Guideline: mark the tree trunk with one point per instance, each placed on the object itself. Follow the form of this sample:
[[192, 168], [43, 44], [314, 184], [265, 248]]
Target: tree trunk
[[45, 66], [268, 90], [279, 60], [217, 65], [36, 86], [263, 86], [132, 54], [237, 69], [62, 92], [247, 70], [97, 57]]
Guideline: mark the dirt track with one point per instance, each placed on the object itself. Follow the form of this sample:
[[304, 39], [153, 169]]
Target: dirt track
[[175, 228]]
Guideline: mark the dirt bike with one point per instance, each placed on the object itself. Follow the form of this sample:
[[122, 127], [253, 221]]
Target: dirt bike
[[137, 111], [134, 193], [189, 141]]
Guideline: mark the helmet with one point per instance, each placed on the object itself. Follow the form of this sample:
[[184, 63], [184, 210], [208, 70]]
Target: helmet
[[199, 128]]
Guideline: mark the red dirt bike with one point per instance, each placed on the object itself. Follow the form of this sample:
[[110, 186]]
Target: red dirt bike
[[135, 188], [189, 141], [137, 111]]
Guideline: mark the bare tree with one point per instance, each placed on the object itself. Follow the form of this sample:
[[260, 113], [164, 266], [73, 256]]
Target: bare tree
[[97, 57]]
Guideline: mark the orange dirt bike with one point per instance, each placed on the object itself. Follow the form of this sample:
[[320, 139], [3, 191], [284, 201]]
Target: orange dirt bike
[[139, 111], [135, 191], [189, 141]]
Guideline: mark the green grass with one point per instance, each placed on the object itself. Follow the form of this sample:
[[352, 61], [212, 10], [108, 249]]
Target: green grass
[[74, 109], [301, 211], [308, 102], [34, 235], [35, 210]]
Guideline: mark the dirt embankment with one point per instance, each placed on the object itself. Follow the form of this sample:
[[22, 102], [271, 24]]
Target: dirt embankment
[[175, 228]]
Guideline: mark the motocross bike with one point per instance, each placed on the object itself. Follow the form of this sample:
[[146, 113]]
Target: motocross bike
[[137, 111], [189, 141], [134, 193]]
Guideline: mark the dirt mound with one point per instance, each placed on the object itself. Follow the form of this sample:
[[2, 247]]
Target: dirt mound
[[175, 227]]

** Given request **
Copy out only the part of the rows that opens with the line containing "Guideline: mark the green" and closes at the end of the rows, including its requests. Raise every point coordinate in the answers by 90, and leave the requests and their format samples unchanged.

** Expected answer **
Guideline: mark the green grass with one point per instance, each placed on the object itself. Follow the form of this sample:
[[352, 61], [212, 10], [108, 249]]
Target: green grass
[[164, 199], [391, 301], [398, 192], [124, 325], [125, 300]]
Guideline: mark the dirt embankment with one point per instance, each placed on the object itself. Follow the form of this sample:
[[22, 102], [271, 24]]
Target: dirt embankment
[[265, 318]]
Guideline: mark the motocross bike with one point per instance, each placed on the object itself. Follow the form of this sample:
[[146, 113]]
Target: motocross bike
[[227, 201], [279, 231], [224, 283]]
Guideline: mark the dirt mound with one point per instance, each placed on the object itself. Follow the form of this sample:
[[2, 247]]
Target: dirt mound
[[265, 317]]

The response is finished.